DIRECTION
Answer these three questions using the passage on Elasticsearch aggregation pushdown:
1. Which proprietary extension includes the feature for running SQL queries on Elasticsearch without FDWs?
2. What does running EXPLAIN on a given statement print?
3. What command line tool is used to mount the table on the local Splitgraph engine?

=== GIVEN PASSAGE ===

Having previously laid the foundation of the mechanism's inner workings in part I of the series (Multicorn FDW framework) as well as a first concrete application in part II (our Snowflake FDW), here we explain the peculiarities of the JSON-based Elasticsearch DSL, and how we perform conversion of various PostgreSQL aggregation query constructs.

We also discuss the performance benefits of these changes, demonstrating the substantial speedup of having the remote data source perform the aggregation, versus fetching all the rows before computing the aggregation locally, as is done in the naive, no-pushdown approach. Finally, we explore a number of insightful examples, whereby we show that some more advanced aggregation queries also experience these benefits, courtesy of Postgres' brilliant planning capabilities.

Quick Multicorn recap

Before delving into the actual discussion, let us briefly give a refresher on the Multicorn FDW framework and aggregation pushdown. For a more detailed exposition check out part I of this series.

Multicorn provides a great deal of flexibility for writing novel FDWs, and expedites the implementation. It does so by abstracting away the full details of hooking into Postgres FDW machinery, and only providing the developer with a high level Python interface for final remote API calls and data manipulation.

To accommodate for aggregation pushdown capabilities we've added to Multicorn, we extended this interface so that it now receives arguments denoting aggregation targets, namely grouping clauses as well as information on function-column pairs involved.

Elasticsearch query DSL

The native query language in Elasticsearch is a versatile JSON-based DSL, capable of mimicking a great deal of SQL constructs. Note that running SQL queries on Elasticsearch without FDWs is doable, however this feature is a part of the X-PACK proprietary extension, so it didn't suit our needs.

Therefore our FDW implementation needs to transform the input it gets from Multicorn to a JSON payload to be sent to the remote server, structured in line with the Elasticsearch query syntax. For the sake of transparency and brevity we will employ the trick we used before—running EXPLAIN on a given statement will print the resulting converted Elasticsearch query. You can see the full code for generating this conversion in our Elasticsearch FDW fork repo.

We will use a sample dataset named accounts obtained from an Elastic tutorial to demonstrate our FDW implementation. Once the dataset is uploaded on the Elasticsearch server, we mount the table on our local Splitgraph engine using our open-source sgr command line tool:

sgr mount elasticsearch es -c esorigin:9200 -o@- <<EOF
{
  "tables": {
    "account": {
      "options": {
        "index": "account"

=== PROVIDED MATERIAL ===

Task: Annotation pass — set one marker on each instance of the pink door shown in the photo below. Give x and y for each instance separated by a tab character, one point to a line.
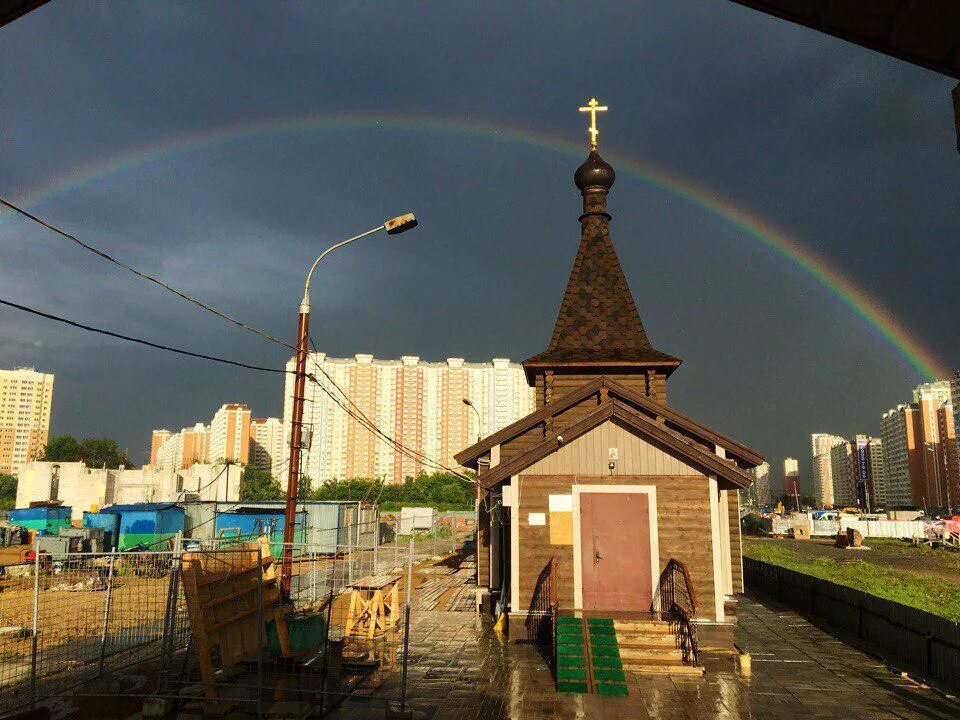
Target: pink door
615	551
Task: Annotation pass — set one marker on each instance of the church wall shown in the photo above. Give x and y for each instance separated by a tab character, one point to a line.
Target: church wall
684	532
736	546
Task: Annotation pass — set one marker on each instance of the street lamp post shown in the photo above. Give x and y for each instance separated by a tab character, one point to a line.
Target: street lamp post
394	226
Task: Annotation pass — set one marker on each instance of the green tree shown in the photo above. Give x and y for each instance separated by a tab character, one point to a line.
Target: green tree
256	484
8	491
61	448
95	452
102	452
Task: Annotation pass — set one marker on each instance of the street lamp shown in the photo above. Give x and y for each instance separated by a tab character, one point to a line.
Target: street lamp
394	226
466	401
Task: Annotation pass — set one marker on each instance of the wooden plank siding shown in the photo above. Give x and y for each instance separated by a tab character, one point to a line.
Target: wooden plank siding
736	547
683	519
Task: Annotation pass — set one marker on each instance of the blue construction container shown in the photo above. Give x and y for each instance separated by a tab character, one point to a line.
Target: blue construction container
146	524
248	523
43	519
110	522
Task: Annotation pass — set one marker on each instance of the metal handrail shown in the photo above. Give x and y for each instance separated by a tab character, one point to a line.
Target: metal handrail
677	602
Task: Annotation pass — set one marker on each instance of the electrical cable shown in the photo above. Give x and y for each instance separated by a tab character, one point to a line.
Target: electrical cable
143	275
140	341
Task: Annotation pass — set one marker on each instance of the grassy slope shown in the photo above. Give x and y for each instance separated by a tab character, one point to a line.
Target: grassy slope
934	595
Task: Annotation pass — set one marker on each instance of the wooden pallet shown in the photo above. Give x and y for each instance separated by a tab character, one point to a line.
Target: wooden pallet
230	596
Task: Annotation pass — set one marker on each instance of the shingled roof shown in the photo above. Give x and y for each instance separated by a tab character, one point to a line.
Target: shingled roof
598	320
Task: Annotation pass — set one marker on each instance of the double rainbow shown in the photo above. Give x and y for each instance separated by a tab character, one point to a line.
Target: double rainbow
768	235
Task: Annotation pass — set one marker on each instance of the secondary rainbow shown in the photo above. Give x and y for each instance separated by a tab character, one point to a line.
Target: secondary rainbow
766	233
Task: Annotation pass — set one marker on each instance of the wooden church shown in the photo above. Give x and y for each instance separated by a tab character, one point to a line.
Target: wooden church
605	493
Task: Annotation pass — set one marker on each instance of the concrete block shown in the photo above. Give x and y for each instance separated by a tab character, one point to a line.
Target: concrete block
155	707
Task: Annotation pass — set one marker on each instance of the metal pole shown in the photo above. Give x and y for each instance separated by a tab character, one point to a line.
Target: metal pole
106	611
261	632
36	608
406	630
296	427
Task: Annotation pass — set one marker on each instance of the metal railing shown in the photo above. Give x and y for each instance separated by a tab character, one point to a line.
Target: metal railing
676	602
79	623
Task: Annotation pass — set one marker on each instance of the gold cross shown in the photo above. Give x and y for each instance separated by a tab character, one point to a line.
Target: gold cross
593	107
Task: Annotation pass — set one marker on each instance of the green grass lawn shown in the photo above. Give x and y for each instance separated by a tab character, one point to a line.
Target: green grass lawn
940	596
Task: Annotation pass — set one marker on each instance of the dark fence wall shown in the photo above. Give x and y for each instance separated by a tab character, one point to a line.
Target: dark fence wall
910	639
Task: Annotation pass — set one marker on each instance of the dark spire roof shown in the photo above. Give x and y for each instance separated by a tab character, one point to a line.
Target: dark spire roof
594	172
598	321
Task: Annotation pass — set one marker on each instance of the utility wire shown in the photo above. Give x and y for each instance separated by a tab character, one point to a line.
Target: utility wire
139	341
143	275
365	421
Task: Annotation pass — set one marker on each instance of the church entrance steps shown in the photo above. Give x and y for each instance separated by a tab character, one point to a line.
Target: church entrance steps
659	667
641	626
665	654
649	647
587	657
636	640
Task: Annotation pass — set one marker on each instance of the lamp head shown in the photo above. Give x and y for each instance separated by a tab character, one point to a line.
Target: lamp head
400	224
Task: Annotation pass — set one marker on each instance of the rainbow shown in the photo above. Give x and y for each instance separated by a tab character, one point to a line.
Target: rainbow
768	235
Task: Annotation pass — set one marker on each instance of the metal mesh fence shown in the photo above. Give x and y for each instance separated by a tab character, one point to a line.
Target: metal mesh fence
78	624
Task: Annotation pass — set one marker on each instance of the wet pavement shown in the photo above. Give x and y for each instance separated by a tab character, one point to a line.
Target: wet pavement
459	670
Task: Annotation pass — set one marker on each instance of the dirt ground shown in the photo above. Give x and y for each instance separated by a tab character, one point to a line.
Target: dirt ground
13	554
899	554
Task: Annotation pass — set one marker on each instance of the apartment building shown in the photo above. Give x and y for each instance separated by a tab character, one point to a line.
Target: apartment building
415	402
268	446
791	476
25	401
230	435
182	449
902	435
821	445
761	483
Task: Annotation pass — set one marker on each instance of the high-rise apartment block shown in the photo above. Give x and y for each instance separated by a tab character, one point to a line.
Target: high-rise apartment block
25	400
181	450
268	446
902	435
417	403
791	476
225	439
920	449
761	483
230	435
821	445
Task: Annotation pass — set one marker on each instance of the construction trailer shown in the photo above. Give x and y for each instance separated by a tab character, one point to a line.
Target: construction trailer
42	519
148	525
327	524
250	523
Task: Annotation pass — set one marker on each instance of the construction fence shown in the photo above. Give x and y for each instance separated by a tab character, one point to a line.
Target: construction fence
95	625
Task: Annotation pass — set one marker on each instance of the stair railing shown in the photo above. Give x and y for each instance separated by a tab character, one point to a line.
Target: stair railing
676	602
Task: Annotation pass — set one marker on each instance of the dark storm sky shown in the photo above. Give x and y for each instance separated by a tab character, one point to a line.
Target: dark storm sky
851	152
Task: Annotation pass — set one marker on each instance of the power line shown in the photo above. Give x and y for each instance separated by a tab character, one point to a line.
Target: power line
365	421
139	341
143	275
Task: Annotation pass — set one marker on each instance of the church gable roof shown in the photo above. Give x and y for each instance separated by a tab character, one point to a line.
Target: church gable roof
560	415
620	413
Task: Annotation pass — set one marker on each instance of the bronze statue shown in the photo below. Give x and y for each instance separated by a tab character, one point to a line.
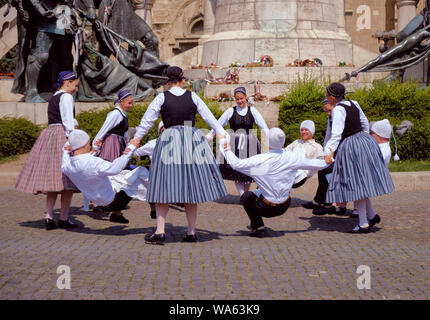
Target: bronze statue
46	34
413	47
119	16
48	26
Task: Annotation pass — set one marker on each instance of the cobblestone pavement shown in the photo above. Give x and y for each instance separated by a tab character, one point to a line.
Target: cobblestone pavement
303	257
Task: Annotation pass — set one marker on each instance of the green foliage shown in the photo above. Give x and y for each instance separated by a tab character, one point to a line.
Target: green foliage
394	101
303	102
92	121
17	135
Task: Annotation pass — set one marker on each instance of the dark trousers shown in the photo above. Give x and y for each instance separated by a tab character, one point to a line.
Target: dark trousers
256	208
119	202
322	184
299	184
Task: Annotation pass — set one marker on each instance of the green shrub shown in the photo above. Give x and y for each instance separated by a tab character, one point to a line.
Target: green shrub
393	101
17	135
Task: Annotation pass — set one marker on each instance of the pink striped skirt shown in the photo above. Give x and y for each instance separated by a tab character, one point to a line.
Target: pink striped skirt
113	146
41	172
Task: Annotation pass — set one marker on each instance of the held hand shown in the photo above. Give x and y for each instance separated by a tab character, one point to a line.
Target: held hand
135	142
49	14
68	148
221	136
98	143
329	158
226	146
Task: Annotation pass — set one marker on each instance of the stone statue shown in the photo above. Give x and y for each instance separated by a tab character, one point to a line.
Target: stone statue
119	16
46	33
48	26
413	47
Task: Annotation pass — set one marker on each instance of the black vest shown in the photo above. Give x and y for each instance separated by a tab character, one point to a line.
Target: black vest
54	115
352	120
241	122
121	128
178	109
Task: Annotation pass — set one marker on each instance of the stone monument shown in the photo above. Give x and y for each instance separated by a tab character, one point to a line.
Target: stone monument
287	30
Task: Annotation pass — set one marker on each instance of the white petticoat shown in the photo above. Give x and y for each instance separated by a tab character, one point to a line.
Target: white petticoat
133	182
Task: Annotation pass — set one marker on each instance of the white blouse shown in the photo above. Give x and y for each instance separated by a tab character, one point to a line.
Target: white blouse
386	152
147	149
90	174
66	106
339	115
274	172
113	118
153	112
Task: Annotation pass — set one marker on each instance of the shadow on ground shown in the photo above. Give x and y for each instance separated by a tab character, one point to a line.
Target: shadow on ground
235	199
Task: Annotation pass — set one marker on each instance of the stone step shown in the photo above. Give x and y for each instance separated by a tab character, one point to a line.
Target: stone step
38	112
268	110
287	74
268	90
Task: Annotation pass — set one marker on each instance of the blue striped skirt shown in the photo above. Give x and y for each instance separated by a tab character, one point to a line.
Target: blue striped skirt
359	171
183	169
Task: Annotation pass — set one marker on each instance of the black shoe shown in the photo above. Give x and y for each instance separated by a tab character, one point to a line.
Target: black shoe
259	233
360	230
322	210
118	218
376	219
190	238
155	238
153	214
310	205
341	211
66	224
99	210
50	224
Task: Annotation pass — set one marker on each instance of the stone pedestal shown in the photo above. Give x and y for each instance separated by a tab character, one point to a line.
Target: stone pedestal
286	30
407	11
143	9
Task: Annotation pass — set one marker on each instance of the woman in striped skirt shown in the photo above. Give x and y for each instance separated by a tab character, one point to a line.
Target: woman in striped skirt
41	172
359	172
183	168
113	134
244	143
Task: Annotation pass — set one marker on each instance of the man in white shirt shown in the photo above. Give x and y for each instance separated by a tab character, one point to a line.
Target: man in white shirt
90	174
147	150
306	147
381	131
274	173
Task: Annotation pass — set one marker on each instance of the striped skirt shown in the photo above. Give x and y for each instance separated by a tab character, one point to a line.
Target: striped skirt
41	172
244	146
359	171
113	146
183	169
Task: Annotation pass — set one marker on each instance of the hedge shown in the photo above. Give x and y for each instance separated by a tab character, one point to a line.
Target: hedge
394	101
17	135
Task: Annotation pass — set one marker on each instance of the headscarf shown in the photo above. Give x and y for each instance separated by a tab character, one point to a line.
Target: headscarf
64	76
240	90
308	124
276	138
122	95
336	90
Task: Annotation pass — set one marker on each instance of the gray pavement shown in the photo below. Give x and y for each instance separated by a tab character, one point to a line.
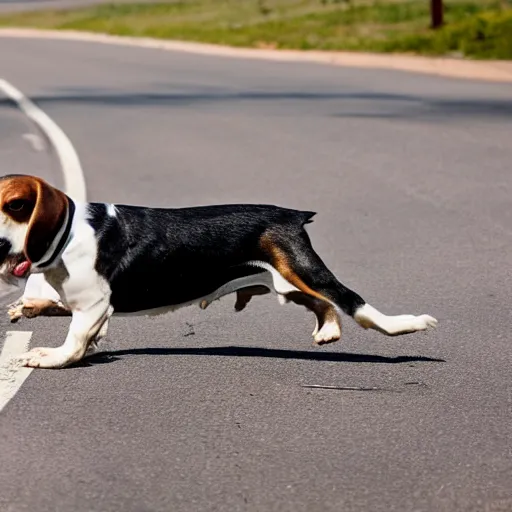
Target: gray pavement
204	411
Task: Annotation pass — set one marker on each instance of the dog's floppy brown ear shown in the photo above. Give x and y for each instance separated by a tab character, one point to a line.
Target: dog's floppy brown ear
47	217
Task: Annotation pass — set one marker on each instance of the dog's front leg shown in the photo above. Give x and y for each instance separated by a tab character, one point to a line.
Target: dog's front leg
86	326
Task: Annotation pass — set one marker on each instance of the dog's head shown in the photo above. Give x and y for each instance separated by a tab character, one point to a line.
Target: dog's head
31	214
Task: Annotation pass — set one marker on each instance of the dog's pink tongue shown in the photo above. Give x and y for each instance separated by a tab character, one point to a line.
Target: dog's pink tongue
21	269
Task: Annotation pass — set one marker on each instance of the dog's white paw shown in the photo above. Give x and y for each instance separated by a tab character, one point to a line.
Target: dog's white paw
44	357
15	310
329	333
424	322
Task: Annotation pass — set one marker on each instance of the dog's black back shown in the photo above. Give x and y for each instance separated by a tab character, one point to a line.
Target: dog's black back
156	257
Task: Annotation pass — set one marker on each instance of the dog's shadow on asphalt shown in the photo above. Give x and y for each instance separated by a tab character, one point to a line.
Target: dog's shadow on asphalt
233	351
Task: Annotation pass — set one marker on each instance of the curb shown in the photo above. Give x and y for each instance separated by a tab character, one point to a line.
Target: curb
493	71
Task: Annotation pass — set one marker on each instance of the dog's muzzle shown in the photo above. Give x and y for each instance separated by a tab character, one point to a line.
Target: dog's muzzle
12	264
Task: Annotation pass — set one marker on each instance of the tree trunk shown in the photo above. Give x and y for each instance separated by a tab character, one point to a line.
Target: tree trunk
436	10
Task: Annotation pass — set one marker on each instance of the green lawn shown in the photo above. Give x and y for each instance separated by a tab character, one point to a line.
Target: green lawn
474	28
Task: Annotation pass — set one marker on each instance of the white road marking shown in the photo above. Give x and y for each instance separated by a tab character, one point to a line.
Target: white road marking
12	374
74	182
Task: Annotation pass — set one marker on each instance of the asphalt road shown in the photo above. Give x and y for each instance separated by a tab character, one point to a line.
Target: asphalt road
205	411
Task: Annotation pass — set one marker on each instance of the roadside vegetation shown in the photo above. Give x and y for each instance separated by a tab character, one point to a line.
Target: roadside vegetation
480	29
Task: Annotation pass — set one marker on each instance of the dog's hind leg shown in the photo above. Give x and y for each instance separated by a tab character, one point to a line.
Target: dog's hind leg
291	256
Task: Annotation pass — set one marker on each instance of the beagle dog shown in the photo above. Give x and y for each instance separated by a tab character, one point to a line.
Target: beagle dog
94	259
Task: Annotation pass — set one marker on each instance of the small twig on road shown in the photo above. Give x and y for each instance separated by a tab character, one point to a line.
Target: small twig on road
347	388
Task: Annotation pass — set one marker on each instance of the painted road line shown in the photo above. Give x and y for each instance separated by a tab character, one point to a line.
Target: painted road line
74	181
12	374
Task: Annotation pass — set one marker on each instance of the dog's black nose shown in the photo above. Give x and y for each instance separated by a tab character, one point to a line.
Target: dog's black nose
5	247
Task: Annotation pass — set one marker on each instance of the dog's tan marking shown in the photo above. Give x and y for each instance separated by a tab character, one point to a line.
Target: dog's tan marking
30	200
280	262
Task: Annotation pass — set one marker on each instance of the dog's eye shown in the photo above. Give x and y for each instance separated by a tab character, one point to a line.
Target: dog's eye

===

THE OUTPUT
1. X-PACK
2. The resulting converted Elasticsearch query
3. sgr